**RAW DATA:**

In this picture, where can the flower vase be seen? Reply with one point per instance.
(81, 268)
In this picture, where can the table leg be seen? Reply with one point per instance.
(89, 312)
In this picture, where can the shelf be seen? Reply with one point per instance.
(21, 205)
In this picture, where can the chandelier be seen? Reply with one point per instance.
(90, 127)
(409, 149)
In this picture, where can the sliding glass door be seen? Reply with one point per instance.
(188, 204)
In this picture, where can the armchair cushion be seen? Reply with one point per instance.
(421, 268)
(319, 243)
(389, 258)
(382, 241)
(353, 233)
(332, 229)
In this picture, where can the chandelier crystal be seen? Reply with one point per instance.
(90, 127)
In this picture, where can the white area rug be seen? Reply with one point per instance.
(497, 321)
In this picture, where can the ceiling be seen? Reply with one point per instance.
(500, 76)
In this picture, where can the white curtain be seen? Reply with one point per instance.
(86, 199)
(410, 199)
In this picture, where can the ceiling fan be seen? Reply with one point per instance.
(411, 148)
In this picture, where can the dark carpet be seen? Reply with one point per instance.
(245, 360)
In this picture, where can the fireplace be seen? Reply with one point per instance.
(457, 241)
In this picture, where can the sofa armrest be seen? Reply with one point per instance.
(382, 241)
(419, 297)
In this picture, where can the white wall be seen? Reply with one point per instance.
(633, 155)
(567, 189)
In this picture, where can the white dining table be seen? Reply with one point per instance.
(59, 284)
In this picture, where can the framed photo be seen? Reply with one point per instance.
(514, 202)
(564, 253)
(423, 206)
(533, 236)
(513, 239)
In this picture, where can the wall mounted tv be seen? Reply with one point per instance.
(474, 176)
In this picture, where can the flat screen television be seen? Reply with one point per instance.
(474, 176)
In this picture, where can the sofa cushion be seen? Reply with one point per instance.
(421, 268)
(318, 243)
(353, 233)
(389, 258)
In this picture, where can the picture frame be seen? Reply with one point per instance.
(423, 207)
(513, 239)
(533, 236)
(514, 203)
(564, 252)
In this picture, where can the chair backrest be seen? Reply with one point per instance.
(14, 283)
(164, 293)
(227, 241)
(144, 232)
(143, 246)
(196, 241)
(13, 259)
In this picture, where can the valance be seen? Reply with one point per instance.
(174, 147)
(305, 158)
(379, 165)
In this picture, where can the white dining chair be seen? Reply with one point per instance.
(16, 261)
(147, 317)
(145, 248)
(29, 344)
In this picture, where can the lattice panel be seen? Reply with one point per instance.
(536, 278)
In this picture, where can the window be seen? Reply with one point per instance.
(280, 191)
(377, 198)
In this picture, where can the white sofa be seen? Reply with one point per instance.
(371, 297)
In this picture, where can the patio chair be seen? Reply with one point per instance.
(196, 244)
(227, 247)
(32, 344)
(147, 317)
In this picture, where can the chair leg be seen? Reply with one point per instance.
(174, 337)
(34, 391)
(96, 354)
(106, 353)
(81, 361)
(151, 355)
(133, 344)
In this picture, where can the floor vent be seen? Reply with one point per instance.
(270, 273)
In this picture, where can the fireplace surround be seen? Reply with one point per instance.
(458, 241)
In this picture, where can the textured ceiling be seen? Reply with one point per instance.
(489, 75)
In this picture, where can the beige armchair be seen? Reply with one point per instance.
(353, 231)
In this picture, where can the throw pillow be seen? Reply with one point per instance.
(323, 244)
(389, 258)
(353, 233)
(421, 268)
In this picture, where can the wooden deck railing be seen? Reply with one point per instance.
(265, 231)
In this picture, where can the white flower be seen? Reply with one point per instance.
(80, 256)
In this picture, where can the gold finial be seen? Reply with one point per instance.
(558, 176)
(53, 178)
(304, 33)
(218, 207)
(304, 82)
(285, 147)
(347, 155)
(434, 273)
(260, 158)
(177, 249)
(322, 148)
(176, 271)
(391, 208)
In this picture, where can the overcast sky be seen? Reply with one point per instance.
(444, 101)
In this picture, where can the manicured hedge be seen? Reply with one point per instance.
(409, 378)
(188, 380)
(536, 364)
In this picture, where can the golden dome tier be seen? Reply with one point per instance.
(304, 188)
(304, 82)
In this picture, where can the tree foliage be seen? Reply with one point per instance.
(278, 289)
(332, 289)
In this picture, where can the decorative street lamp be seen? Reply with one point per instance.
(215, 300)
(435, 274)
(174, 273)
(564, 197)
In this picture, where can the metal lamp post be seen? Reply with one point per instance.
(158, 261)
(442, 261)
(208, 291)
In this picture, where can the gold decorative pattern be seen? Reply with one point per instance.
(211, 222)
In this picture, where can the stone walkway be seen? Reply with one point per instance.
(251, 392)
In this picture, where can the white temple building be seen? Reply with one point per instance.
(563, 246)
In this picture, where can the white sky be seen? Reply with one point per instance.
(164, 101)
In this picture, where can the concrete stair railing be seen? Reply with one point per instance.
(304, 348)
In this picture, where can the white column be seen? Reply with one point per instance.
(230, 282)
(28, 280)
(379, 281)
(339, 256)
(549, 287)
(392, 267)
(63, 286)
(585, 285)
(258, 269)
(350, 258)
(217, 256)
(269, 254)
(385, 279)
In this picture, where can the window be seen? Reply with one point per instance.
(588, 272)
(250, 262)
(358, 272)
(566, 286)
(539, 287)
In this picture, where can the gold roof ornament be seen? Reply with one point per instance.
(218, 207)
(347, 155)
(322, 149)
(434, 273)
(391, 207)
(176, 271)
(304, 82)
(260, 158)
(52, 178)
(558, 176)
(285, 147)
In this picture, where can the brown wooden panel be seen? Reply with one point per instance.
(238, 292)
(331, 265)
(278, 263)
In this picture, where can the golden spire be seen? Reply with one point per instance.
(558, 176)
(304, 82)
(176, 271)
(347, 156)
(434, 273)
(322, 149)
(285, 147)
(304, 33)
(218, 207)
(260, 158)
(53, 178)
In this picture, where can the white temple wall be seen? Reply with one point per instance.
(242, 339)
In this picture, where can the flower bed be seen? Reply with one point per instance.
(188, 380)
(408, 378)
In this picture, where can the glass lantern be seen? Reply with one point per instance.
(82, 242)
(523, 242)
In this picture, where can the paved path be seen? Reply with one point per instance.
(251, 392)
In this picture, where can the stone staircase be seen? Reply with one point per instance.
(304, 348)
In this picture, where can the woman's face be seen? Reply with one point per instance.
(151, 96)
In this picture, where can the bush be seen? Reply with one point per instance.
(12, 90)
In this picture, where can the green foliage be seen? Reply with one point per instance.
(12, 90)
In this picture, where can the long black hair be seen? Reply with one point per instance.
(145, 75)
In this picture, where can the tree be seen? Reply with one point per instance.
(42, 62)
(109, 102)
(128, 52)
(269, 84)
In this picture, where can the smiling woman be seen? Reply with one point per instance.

**WHAT TO DO:** Reproduce every line from the one containing "In this picture, where can the paved" through the end of the records, requests included. Scale each coordinate in the answers by 0.65 and round it to a whole number, with halves rounded up.

**FINAL ANSWER:**
In this picture, where can the paved path be seen? Reply with one point per instance.
(163, 255)
In this picture, where can the stone staircase be seen? Reply with one point per instance.
(198, 226)
In this picture, where can the woman's face be seen? Reply with one point per instance.
(98, 62)
In this picture, where can the bush be seen? Reply with one point per instance.
(8, 59)
In this picture, where can the green foliage be seen? Reply with one point per instance.
(8, 59)
In this picture, where can the long black hair be seen? Reply with one point per instance.
(94, 49)
In this picture, where can the tree be seen? Reply with one point per instance.
(27, 40)
(71, 66)
(83, 34)
(175, 55)
In this picture, where can the smiling woman be seen? Reply with one point per instance.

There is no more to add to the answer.